*ACTIVITIES*:
a: In the passage on IT certification pay, write out the text from "Linux Professional Institute" up to and including "growing pay premium.", replacing "Six Sigma" with "Lean Six Sigma".
b: According to the passage on IT certification pay, what is driving the increase in demand for penetration testers?

*PASSAGE TO READ*:
......
In the Cisco realm, additional pay is increasing for Cisco Certified Network Associate and Cisco Certified CyberOps Associate certifications. “More and more companies are moving large blocks of their workforces to remote,” says Foote. “And if you look at the feeder populations for security certifications, they tend to be very much networking people. Companies are pumping money into networking again for obvious reasons – and securing them, too.”
GIAC Certified Penetration Tester (GPEN). While security certifications as a whole tend to continue to grow in value, the increase in demand for penetration testers in particular is being driven by compliance, Foote says. GPEN pros work as security personnel responsible for assessing networks and systems to find and remediate vulnerabilities in some way, whether that’s as pen testers, auditors, forensic specialists, red or blue team members, ethical hackers, or cyber defense team members.
Related certifications from the same organization also growing in value are GIAC Certified Forensics Analyst (GCFA), GIAC Certified Incident Handler, and GIAC Certified Intrusion Analyst (GCIA) certifications.
PMI Certified Associate in Project Management (CAPM). It’s no surprise that this certification from the Project Management Institute continues to be hot. “Even before the pandemic, there was a great demand for project managers skilled at building things with dispersed workgroups and working with a variety of constituents and vendors,” says Foote. “And you can’t get to the more senior certifications without getting this associate-level certification first.”
Linux Professional Institute Certifications (LPIC-Level 2 and LPIC-Level 3) and Red Hat Certified Systems Administrator (RHCSA). Both of these certification programs are Linux -related, notes Foote, and these core system administration skills are growing in importance. LPIC-Level 2 and Level 3 are part of a multi-level professional certification program. In addition, adds Foote, Red Hat’s RHCSA certification has gone up in value since Red Hat became part of IBM.
Six Sigma Master Black Belt. Don’t count Six Sigma out. While a number of process methodologies have emerged since its introduction in the mid-1980s, “Six Sigma is as important as it ever was,” says Foote. “It’s been around a long time and is popular in a number of industries.” And the Master Black Belt certification continues to demand a growing pay premium.
......
*Saved entries*:
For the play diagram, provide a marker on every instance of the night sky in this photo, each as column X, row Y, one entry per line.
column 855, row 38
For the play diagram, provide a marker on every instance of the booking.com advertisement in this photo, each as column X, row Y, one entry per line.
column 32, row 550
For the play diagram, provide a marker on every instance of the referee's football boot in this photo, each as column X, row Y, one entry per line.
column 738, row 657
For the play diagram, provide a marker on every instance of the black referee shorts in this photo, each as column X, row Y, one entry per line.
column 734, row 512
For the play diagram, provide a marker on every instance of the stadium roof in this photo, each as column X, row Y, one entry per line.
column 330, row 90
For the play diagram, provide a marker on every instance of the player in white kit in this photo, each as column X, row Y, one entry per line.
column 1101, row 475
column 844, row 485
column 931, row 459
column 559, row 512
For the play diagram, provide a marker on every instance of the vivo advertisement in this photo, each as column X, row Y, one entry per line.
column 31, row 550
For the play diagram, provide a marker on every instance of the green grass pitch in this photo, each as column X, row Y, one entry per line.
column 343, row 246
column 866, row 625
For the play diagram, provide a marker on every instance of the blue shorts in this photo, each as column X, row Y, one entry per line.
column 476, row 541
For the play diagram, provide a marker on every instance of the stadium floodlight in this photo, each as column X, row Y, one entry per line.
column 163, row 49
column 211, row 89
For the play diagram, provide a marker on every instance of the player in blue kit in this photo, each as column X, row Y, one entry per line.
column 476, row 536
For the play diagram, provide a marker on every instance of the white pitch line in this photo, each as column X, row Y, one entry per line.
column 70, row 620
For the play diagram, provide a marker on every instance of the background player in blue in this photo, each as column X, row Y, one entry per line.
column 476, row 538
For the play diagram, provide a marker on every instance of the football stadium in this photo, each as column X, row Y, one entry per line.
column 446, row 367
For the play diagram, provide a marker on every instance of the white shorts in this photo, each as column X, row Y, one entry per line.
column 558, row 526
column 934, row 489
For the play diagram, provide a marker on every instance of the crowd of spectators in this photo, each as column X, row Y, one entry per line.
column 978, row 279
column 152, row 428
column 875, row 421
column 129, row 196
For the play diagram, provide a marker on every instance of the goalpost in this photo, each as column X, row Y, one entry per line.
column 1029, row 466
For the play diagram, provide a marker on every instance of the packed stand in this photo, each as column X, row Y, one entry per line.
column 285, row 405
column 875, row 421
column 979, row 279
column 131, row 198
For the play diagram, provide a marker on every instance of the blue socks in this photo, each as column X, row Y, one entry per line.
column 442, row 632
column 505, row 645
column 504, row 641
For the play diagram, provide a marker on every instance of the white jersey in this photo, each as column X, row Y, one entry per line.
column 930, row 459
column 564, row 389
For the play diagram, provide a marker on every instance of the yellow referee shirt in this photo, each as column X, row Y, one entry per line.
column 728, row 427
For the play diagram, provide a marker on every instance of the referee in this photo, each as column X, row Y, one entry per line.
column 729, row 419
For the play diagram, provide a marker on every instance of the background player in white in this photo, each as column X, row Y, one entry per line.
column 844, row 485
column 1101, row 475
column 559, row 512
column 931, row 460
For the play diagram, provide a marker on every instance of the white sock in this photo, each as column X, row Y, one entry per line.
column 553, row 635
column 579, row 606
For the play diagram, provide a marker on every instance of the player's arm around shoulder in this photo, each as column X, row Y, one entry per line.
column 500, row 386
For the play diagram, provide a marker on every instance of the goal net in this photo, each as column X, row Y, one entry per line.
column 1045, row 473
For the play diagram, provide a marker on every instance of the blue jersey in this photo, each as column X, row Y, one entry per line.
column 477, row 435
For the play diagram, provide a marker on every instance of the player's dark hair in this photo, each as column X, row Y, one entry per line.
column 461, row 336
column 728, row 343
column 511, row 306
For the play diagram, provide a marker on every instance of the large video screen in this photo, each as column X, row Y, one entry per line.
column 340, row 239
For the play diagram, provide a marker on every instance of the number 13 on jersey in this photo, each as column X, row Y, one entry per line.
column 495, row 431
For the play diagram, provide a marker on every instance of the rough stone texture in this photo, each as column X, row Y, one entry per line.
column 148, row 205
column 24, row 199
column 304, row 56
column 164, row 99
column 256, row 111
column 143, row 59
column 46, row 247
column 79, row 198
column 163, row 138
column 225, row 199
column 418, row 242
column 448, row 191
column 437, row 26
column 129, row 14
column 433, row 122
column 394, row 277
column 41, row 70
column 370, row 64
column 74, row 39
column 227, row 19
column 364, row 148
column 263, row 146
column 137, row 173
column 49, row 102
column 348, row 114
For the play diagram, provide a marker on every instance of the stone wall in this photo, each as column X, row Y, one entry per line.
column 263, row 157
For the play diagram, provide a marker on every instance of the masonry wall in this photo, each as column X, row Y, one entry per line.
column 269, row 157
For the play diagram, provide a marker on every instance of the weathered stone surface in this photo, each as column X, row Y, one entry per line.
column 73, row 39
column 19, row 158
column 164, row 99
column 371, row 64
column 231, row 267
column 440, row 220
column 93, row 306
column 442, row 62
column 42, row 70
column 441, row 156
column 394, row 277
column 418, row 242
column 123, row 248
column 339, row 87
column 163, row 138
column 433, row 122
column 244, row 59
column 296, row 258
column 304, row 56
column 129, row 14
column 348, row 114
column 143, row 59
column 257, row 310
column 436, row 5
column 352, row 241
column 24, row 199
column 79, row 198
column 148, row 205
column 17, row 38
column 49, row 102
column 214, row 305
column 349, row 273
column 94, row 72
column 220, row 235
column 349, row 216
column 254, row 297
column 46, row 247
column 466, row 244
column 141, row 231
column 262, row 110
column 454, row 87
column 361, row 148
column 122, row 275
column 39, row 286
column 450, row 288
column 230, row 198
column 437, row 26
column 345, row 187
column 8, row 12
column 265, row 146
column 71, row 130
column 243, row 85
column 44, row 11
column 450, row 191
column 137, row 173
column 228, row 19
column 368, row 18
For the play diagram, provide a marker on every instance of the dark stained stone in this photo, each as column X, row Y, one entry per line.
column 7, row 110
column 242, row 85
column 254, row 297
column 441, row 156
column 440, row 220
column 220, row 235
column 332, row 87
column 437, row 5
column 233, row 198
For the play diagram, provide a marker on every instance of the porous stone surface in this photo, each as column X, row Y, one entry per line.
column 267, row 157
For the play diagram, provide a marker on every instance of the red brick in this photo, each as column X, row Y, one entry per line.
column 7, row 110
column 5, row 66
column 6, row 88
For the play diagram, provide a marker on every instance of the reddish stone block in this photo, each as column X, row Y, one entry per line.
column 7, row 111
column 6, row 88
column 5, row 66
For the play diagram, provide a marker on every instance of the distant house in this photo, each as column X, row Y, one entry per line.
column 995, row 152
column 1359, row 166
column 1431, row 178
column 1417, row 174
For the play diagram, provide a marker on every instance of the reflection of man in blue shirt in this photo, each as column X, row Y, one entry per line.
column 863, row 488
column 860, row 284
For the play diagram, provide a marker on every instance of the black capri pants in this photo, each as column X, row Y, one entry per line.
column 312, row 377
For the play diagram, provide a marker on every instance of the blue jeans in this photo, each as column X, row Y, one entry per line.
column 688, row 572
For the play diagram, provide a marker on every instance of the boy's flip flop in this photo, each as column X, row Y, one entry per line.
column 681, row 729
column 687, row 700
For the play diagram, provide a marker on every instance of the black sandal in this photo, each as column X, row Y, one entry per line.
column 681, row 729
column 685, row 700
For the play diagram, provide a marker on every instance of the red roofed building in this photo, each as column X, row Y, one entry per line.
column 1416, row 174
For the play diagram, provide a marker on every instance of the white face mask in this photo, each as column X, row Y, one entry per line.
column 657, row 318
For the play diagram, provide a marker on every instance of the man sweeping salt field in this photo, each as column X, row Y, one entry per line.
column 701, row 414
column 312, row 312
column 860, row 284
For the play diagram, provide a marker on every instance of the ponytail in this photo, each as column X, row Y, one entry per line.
......
*EXERCISE RESULTS*:
a:
Linux Professional Institute Certifications (LPIC-Level 2 and LPIC-Level 3) and Red Hat Certified Systems Administrator (RHCSA). Both of these certification programs are Linux -related, notes Foote, and these core system administration skills are growing in importance. LPIC-Level 2 and Level 3 are part of a multi-level professional certification program. In addition, adds Foote, Red Hat’s RHCSA certification has gone up in value since Red Hat became part of IBM.
Lean Six Sigma Master Black Belt. Don’t count Lean Six Sigma out. While a number of process methodologies have emerged since its introduction in the mid-1980s, “Lean Six Sigma is as important as it ever was,” says Foote. “It’s been around a long time and is popular in a number of industries.” And the Master Black Belt certification continues to demand a growing pay premium.

b: Compliance.